#### [Your task]
Filter the records below and copy out every line that contains the word "tree".

#### [Source records]
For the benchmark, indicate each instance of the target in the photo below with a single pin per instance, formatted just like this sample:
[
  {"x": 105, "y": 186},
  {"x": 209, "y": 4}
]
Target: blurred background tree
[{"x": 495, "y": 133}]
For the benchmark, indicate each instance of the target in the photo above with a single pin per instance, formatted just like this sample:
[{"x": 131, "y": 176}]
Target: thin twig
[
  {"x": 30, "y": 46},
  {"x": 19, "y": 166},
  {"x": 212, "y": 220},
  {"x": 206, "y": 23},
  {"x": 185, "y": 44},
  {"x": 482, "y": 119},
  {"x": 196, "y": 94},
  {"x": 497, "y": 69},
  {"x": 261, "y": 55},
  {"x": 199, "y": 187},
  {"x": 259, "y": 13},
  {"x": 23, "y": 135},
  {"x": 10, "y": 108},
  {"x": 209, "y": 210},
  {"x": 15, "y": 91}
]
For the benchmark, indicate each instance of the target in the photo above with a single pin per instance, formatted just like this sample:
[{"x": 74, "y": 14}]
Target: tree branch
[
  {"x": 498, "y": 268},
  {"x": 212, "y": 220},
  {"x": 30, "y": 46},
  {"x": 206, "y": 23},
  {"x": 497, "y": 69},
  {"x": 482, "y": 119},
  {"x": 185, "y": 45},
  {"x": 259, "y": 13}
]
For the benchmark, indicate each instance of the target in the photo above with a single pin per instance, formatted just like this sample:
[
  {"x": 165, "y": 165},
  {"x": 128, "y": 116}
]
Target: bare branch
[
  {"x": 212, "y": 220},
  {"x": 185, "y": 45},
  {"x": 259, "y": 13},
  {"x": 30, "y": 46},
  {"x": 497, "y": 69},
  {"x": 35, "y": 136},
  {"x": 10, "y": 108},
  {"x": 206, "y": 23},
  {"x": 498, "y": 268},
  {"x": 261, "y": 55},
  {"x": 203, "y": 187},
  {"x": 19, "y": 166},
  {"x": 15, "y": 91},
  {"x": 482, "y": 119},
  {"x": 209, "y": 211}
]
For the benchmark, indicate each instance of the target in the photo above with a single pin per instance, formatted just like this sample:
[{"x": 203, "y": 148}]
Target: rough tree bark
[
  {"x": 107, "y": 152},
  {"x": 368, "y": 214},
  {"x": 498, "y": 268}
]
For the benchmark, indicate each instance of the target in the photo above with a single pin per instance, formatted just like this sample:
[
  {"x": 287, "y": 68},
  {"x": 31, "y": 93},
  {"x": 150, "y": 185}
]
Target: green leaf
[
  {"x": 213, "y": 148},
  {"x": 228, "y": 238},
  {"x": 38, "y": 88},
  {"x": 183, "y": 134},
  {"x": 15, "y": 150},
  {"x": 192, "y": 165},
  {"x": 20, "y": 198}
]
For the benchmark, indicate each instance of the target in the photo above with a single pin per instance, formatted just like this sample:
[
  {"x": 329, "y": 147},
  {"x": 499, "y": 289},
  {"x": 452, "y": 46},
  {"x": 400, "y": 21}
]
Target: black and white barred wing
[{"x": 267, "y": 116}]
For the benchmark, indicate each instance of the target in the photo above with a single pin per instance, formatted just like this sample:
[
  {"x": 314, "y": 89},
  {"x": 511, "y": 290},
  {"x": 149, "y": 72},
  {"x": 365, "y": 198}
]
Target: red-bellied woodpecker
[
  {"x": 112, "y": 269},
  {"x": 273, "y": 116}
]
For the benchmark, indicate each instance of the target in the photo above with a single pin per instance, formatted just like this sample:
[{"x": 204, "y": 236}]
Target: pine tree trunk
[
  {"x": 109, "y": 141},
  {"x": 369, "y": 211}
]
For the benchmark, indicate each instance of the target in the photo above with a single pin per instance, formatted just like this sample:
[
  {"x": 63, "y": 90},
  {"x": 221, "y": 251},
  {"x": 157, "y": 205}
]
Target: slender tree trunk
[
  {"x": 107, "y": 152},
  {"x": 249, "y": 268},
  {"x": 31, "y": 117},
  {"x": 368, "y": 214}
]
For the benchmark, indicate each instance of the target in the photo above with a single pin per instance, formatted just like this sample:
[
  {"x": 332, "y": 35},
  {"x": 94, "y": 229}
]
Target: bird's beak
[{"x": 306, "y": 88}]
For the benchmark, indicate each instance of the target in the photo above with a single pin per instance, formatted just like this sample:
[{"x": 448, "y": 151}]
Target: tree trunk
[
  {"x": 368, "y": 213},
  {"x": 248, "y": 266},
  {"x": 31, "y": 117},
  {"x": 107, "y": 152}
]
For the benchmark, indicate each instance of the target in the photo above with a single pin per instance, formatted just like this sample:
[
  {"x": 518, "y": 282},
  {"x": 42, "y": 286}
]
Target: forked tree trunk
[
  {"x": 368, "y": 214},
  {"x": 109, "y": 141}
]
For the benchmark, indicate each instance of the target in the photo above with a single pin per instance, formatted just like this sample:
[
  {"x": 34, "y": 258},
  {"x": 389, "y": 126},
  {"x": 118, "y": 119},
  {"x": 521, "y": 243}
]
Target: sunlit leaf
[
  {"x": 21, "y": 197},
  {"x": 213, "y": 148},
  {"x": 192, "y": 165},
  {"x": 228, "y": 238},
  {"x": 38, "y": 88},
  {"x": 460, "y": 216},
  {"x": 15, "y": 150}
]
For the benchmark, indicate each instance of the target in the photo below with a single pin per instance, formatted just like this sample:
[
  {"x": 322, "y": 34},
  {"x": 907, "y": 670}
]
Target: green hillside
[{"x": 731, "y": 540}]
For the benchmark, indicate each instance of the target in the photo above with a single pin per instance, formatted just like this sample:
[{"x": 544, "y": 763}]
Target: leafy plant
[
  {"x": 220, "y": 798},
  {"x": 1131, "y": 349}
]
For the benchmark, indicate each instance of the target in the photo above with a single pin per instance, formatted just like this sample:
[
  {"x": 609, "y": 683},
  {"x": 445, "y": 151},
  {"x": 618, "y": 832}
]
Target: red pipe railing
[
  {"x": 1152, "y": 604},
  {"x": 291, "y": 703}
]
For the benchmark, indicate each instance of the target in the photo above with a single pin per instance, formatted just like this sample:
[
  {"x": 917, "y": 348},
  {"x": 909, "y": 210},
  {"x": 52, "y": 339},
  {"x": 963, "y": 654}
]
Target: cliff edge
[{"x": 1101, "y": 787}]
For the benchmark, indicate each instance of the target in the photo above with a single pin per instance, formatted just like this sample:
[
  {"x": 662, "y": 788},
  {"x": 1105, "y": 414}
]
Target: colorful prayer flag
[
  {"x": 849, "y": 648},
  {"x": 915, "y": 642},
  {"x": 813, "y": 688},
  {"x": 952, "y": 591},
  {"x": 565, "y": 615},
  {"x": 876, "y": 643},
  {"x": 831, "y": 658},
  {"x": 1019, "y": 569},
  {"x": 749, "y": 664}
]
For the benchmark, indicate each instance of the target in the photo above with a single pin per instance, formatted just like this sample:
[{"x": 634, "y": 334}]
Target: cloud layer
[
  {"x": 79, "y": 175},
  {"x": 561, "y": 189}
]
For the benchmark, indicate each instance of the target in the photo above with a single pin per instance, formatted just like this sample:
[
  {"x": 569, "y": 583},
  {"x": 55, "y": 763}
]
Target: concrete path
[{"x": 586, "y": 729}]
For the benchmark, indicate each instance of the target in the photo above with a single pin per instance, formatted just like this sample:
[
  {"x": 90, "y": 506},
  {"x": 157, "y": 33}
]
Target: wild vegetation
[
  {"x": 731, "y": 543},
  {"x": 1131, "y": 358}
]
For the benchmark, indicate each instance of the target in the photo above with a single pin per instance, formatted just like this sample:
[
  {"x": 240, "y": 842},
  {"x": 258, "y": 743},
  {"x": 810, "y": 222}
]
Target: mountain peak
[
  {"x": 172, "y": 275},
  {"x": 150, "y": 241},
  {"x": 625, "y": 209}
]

#### [Full output]
Target: blurred background tree
Target: tree branch
Target: rough tree bark
Target: pine tree trunk
Target: slender tree trunk
Target: tree trunk
Target: forked tree trunk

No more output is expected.